→ Text shown:
Studies conducted to determine optimal HCF sites have either applied deterministic approaches considering that all parameters are given [
21], stochastic/uncertain approaches assuming that some of the parameters or the system’s inputs are incomplete or inaccurate [
8,
45], or hybrid approaches integrating uncertainty in strategic policy modeling [
10]. Research in the deterministic paradigm often optimizes a health policy objective using optimization methodologies such as p-median or p-center. P-median problems aim to reduce the total necessary travel distance or time to facilities, which is a prominent indicator of the efficiency [
6,
46,
47]. The p-center, known as the min-max problem, aims to minimize the maximal distance from demand points to their nearest facilities [
7]. Another objective employed in the location set and maximal coverage location problems is to maximize population coverage with the minimum number of stations. Depending on the application, problem-specific objectives can be used. For example, in the maximal survival location problems in ambulances, predicted patient survival can be used as a measure of the quality of facility placements [
48]. Other researchers have adopted a multiple objectives optimization to choose locations based on a number of goals, such as minimizing the cost of constructions and maximizing service coverage, which gives a more realistic and representative problem formulation of the actual HCF locations decision-making mechanism [
24,
25]. To efficiently solve complex multiple objectives problems, studies have utilized metaheuristic algorithms to find an optimal or nearly optimal solution in a short time, such as genetic algorithm [
13], Lagrangian relaxation [
49], simulated annealing [
50,
51], and particle swarm optimization [
12,
52].
Critical health emergency situations such as biological attacks, pandemics, or infectious disease outbreaks require a fast and efficient and large-scale dispensing of important medical supplies, prophylaxis, or vaccines to prevent the spread of infectious diseases. Due to the importance of the POD locations, researchers have also used mathematical programming techniques such as linear programming or metaheuristics techniques (e.g., genetic algorithm) to find a POD optimal location based on some simple or complex health policy objectives (e.g., travel and waiting times) [
44,
53].

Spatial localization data
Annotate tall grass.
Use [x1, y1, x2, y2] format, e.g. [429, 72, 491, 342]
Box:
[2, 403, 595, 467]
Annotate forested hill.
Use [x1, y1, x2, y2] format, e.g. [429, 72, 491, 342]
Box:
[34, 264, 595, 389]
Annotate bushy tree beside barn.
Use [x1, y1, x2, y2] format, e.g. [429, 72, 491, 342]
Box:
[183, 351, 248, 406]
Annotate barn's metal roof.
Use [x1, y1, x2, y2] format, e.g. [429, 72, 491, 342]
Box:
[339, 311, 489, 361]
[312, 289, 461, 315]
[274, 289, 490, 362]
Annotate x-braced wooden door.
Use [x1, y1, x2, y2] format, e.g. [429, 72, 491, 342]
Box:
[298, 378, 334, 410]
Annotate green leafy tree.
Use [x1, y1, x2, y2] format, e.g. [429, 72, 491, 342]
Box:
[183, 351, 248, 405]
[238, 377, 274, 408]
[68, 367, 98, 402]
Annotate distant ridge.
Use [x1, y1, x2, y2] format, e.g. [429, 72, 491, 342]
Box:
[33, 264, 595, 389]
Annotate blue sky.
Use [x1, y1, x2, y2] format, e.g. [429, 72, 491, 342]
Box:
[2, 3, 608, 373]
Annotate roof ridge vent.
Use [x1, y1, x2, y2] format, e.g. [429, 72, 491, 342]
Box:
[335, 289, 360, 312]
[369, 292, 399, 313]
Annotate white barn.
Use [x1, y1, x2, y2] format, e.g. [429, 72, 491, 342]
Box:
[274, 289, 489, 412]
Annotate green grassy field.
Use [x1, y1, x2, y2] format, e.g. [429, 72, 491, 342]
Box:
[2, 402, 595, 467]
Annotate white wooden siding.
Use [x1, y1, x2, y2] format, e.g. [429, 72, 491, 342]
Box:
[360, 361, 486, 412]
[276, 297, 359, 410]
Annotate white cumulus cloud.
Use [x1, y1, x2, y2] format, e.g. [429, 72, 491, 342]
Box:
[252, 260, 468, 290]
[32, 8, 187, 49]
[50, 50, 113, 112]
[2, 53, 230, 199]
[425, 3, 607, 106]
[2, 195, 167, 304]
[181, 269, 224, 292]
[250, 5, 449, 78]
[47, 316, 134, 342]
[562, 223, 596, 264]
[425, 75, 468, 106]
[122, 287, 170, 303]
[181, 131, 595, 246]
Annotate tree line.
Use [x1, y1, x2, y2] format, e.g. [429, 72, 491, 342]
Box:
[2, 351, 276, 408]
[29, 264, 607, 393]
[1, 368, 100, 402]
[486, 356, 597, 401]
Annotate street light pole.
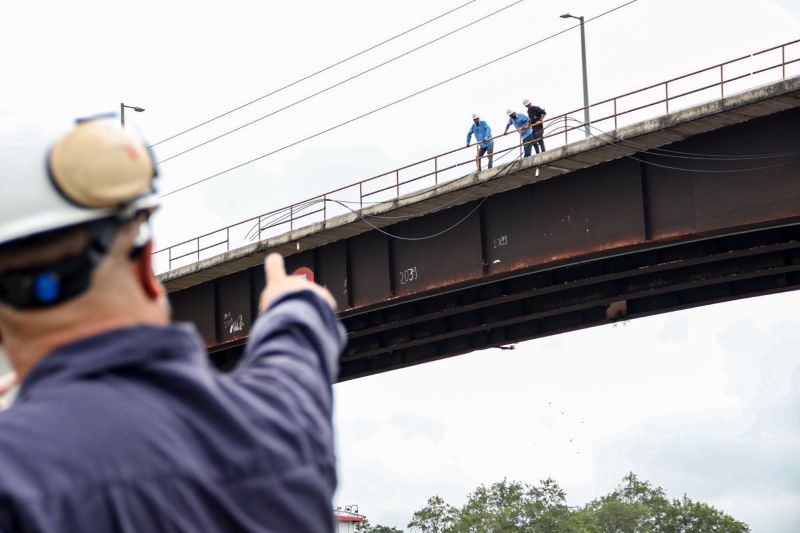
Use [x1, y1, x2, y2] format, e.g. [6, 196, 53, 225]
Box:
[561, 13, 591, 138]
[119, 102, 144, 128]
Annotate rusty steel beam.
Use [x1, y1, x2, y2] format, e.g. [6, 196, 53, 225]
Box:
[170, 103, 800, 379]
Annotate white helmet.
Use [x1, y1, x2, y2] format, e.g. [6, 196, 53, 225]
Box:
[0, 115, 157, 245]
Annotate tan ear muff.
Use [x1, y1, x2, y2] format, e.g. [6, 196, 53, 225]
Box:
[48, 119, 155, 208]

→ Explore the material:
[a] Using the passage on health facility siting, answer each question:
(i) What does the p-center problem aim to minimize?
(ii) In maximal survival location problems for ambulances, what can serve as a measure of the quality of facility placements?
(iii) Which emergency situations does the passage list as requiring fast, large-scale dispensing of medical supplies?
[b] In the passage on health facility siting, rewrite the paragraph starting "Critical health emergency situations" in shorter form, keeping its main facts.
[c] Extend the passage on health facility siting with one more paragraph that follows on from its final sentence.

→ Answers by item number:
[a]
(i) The maximal distance from demand points to their nearest facilities.
(ii) Predicted patient survival.
(iii) Biological attacks, pandemics, or infectious disease outbreaks.

[b] Emergencies such as biological attacks, pandemics, or infectious disease outbreaks require fast, efficient, large-scale dispensing of medical supplies, prophylaxis, or vaccines to prevent infectious diseases from spreading. Because POD locations are important, researchers have used mathematical programming (e.g., linear programming) or metaheuristics (e.g., genetic algorithm) to find optimal POD locations based on simple or complex health policy objectives, such as travel and waiting times.

[c]
Due to the COVID-19 pandemic, several researchers have investigated methods for locating COVID-19 emergency health centers. Manupati et al. [
54] proposed a mixed-integer linear programming (MILP) model to develop a plasma supply chain network that simplifies the location of plasma banks as well as the allocation of delivery facilities to these plasma banks for COVID-19. Zhou et al. [
55] investigated the inherent spatial variability of COVID-19 transmission in the community and developed vaccine delivery tactics that took spatial prioritizing into account. They suggested a combined agent-based model and SEIR spatial model (susceptible-exposed-infected-recovered) [
56] to assess COVID-19 intra-city transmission’s spatial process.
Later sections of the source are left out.